▸ **RECORDS FOR PROCESSING**:

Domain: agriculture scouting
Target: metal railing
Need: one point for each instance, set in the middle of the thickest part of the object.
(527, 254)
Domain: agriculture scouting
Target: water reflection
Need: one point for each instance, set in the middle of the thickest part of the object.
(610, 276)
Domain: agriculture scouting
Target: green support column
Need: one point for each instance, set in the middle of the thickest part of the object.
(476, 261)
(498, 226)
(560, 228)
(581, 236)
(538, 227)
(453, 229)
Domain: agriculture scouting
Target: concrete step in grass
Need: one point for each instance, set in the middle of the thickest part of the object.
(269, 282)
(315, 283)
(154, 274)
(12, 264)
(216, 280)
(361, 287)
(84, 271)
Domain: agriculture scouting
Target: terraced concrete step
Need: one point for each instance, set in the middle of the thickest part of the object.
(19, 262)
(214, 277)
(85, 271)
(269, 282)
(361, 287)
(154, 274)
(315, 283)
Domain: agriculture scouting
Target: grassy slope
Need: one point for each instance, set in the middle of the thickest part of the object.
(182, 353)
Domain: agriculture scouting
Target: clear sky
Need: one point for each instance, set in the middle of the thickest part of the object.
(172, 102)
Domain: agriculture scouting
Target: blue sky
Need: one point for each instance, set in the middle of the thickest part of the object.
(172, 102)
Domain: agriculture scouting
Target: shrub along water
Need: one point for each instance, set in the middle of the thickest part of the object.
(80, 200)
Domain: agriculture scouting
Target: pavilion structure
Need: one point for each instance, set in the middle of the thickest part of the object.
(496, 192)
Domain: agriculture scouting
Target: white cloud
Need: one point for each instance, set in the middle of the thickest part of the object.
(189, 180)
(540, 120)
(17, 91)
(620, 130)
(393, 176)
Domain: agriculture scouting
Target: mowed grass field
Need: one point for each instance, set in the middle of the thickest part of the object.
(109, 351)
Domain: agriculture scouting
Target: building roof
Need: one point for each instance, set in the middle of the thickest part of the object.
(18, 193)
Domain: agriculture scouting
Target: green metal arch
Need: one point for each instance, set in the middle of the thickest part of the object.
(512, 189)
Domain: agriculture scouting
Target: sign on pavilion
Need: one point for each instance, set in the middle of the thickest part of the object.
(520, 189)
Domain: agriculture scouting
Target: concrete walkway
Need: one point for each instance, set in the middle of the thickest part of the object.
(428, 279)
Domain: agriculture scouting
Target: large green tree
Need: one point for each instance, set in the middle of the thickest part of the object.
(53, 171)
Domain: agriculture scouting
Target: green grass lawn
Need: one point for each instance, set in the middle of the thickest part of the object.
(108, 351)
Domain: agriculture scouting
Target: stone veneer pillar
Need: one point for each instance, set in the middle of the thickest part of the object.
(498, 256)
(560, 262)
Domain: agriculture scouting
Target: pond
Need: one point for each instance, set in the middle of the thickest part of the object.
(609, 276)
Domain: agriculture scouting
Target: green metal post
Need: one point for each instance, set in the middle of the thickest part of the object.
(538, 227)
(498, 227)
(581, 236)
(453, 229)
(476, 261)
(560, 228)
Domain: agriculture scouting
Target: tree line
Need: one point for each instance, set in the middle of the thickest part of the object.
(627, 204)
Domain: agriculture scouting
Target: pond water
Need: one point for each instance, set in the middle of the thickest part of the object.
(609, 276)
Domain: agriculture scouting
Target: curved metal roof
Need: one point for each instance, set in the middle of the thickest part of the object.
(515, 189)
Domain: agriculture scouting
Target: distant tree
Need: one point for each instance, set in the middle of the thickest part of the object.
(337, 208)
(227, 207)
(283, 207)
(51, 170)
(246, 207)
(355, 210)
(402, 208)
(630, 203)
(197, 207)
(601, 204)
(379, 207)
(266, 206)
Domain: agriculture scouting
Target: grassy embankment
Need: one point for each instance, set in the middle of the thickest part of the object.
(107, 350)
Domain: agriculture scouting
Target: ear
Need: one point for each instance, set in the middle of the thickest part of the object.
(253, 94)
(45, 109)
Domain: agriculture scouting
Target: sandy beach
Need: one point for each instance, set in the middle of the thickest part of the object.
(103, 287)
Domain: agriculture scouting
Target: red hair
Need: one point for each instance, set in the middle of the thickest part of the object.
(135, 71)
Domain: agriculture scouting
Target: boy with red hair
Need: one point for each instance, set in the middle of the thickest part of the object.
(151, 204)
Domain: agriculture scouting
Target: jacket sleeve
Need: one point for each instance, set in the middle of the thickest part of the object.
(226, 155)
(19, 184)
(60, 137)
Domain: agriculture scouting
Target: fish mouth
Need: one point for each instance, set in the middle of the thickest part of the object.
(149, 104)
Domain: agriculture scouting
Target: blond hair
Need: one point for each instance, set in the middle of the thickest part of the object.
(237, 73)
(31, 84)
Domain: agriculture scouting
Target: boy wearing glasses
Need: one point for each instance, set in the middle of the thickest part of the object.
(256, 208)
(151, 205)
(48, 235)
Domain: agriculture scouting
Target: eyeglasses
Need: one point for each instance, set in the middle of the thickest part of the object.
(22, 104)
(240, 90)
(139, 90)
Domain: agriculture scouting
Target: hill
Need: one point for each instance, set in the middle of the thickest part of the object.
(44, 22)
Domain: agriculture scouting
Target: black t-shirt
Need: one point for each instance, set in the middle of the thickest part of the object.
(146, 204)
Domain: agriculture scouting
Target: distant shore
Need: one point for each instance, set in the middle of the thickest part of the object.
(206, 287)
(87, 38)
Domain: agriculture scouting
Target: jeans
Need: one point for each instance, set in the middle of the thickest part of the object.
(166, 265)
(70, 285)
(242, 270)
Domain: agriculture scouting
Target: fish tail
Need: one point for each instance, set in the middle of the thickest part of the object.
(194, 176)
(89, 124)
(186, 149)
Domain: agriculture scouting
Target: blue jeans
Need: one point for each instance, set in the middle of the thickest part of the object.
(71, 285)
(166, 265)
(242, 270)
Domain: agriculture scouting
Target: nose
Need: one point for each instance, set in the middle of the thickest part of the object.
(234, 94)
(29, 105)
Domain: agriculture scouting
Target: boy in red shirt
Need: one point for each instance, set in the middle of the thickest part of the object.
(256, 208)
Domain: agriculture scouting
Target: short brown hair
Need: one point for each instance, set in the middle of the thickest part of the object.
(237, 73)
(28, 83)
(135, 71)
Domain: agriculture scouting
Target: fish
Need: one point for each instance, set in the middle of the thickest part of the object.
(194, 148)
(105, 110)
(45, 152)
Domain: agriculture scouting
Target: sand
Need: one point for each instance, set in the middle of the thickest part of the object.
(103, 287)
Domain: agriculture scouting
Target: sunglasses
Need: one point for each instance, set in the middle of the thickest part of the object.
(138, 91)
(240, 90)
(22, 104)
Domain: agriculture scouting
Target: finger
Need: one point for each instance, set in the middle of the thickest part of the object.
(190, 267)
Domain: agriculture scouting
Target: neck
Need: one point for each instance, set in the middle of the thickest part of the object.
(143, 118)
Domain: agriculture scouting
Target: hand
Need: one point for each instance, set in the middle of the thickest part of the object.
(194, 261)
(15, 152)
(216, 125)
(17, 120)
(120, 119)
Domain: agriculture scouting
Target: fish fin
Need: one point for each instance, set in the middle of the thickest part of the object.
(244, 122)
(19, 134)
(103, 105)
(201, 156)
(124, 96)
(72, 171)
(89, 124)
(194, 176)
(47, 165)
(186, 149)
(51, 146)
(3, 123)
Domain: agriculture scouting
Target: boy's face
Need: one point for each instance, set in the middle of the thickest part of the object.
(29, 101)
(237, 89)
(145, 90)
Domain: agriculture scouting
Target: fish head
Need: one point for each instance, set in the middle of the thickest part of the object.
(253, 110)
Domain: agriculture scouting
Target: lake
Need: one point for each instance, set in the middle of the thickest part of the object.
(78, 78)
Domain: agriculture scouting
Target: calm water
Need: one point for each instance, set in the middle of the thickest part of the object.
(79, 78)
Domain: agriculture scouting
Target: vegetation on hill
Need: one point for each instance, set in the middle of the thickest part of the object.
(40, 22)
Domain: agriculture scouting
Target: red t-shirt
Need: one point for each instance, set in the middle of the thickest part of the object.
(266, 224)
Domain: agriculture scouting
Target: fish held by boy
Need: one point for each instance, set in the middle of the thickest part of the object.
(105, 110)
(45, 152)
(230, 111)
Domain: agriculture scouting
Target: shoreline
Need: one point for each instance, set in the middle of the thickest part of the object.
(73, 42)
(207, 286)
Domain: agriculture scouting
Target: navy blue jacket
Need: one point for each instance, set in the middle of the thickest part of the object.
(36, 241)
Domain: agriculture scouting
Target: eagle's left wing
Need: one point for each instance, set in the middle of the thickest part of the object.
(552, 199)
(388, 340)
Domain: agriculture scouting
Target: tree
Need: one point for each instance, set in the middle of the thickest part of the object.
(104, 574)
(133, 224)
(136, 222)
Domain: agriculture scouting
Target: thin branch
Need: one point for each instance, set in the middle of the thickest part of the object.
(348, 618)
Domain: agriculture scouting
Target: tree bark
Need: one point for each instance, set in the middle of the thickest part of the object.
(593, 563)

▸ **JOB**:
Pick out every line in the records above that contains the word "metal", matching upper and lower case exactly.

▸ **REPLY TO THE EXERCISE**:
Target: metal railing
Target: green metal arch
Target: green metal post
Target: curved metal roof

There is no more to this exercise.